-- WORK REQUIRED --
Produce an exact copy of all the data below, dropping every image.

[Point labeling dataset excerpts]
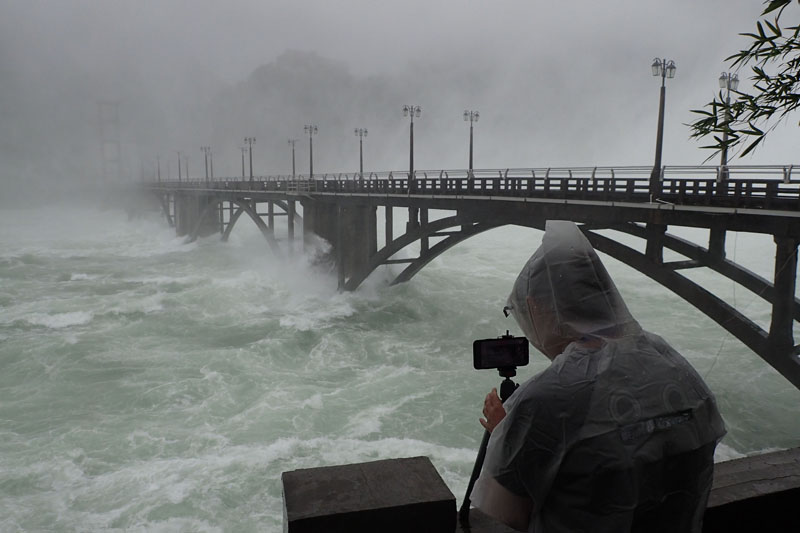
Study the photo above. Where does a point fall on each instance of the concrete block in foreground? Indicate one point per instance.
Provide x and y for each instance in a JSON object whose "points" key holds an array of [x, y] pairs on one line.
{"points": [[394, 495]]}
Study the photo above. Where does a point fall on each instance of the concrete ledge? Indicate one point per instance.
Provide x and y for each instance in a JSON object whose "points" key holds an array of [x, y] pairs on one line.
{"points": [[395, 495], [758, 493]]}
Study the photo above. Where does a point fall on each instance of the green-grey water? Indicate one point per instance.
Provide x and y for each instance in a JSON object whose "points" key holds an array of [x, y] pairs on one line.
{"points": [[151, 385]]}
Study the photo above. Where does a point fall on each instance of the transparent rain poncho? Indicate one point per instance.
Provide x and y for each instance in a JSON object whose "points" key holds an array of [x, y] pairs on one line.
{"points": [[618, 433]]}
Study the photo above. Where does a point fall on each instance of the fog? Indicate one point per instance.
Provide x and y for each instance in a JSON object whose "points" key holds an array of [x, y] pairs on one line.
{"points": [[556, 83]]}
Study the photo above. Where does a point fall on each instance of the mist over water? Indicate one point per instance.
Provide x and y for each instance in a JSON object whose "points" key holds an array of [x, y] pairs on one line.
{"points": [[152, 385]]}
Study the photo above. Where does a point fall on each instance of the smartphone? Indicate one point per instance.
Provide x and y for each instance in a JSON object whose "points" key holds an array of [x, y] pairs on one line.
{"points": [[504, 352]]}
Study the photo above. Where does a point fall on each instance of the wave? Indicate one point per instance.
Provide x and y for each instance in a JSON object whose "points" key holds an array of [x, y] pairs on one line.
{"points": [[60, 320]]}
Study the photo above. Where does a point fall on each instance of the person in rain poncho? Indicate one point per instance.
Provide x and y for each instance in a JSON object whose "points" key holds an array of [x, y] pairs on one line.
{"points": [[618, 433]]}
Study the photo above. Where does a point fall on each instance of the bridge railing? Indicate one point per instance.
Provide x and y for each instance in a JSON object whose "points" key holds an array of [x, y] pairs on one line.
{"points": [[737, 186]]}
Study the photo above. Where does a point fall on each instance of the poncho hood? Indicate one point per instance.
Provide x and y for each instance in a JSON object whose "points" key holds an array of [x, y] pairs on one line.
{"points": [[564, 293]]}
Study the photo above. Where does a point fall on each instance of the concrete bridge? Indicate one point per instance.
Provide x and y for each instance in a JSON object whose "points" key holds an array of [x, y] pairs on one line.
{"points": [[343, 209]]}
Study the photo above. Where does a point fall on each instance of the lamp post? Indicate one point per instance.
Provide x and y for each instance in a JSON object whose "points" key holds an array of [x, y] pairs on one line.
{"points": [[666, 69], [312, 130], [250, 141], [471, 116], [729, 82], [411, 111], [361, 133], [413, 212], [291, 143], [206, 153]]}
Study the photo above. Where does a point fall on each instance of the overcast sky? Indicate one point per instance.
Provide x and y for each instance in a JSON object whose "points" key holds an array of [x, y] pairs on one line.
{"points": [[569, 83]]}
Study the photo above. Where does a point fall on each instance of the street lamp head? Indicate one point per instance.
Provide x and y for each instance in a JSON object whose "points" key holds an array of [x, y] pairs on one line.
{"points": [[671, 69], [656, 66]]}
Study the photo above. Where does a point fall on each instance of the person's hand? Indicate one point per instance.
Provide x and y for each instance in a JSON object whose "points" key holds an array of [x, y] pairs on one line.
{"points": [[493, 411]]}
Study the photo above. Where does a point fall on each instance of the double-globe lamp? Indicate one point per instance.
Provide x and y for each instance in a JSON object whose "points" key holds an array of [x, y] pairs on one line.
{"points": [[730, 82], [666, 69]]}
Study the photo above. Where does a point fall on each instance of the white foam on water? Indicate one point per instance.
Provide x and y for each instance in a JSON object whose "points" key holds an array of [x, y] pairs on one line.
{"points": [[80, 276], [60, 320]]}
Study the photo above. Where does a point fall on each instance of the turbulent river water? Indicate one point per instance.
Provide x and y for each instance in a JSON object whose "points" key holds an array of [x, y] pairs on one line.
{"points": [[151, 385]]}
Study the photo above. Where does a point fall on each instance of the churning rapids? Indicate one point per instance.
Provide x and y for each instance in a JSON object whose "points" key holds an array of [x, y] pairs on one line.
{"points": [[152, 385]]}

-- TASK RESPONSE --
Study the photo above. Where does a point fall on each instance of the concrete block in foreground? Indicate one point per instance.
Provide x and y for each instance in a JSON object whose "points" key holds an array of [x, y] pairs on one line.
{"points": [[394, 495]]}
Study the photo above. Where does a point fall on each instance of the concrete ledge? Indicate one point per instance.
Provide x and y for each instance in a JSON object whose "points" key holds an array of [x, y] pairs on one line.
{"points": [[395, 495], [758, 493]]}
Study the photo above. Where does a point fall on each instance of the green-grey water? Indicate one point per instance.
Provide x and y for each instance in a JSON object whose "points" key holds an array of [x, y] pairs on one line.
{"points": [[151, 385]]}
Study the photo above. Where does a point fall on each instance of the transparent rain poncho? Indicate one point per instance.
Provide x and y for each instance in a JSON object whose "points" key holds an array of [x, y] pairs on one line.
{"points": [[618, 433]]}
Study the photo above. Where does a point fall on each instance of the fog? Indicate one point per instance.
Provide x and y for each instance in a JSON object whose "points" key holds an array of [x, y] pairs on one line.
{"points": [[556, 83]]}
Study the photo above. Where does a point fall on each instance of the mist over water? Indicate one point per instance.
Provide x and y for each instance in a JSON object whose "points" key holds an array of [x, y] pairs on one line.
{"points": [[152, 385]]}
Study the photo above. Where does a point fall on each instance of the smartphone? Indicate one point per instance.
Provide x and y for each instance in a JSON object whose "points" key holds an array of [x, y] pairs on one line.
{"points": [[504, 352]]}
Study the photo above. Where does a point fall on each instance of the wave? Indicate one point per instance.
Provide x and y for each instance in a JSON object whose "points" key holds an array of [x, y] pairs on one line.
{"points": [[60, 320]]}
Study the photo above. Where does a point fall on each instance of the person in rain poncho? Indicate one point per instance.
Provide x and y for each instance in a JSON object whose "points" key holds an array of [x, y] pairs on one line.
{"points": [[618, 433]]}
Study the photo above. Where does a point fall on each instance of the bridge railing? Indicate one point per instance.
Provide x and y for each instance in a JSON object whose "points" key holds an array of [x, y] pairs on one line.
{"points": [[737, 186]]}
Study the photo above. Where does a point fall on each instance of the poncho hood? Indicate one point per instance.
Provide x and y for each instance in a JSON object whose "points" key holds an array of [x, y] pairs on one line.
{"points": [[564, 293]]}
Study the photo above. Where does a point fall on each instance of the concrete bridge? Indicate one point per instance.
Provide x and y for each instance in a JSON object whose "points" key holds an array of [x, y] pairs on one line.
{"points": [[343, 209]]}
Study the photo above. Where does a point fall on each instance of the lamp post? Indicate one point per instance.
Provide x and y for each instance in a JSON object whose "points" key holds an array of [x, y] pairs on one line.
{"points": [[666, 69], [312, 130], [250, 141], [471, 116], [729, 82], [411, 111], [361, 133], [413, 212], [291, 143], [206, 153]]}
Study the photo above. Where does a point fall on each instance of the overcast sky? Indicate one point per instance.
Provide x and y for each instance in a JSON object whose "points" key holds an array of [x, y] pairs on one line.
{"points": [[569, 83]]}
Study the photo above. Where does a point fall on each instance of the street lamp head? Indicate one point per instance.
Provide x and y for each instance in a JSON object whose "points" key holds an array of [x, y] pairs on one line.
{"points": [[671, 69], [656, 66]]}
Study the photo above. Where does a point fall on each instance of the person's hand? Indicate one point per instance.
Provide x and y for each instance in a JSON object whose "points" key holds an array of [x, y] pairs on one line.
{"points": [[493, 411]]}
Study the photo above. Where does a point fall on each instance of the double-globe lamp? Indicate one point per instance.
Provide x and y for each instance in a JSON object whose "points" key holds an array of [x, y] pairs on one line.
{"points": [[730, 82], [666, 69]]}
Study the photo above. Where does a point fall on each instance of the white foam on water? Indicate one point per instance.
Provide x and y for each instance in a JSON object whose "points" key holds an array of [x, y] pairs on one line.
{"points": [[80, 276], [60, 320]]}
Study the photo above. Where does a point fall on each instance of the turbulent river water? Indicate one point per instance.
Provide x and y for each instance in a JSON object whose "points" key holds an array of [x, y] pairs on one line.
{"points": [[151, 385]]}
Study the photo above. Where does a point fall on each instance of the churning rapids? Indicate one point per instance.
Provide x and y for each instance in a JSON object whose "points" key holds an array of [x, y] pairs on one line.
{"points": [[152, 385]]}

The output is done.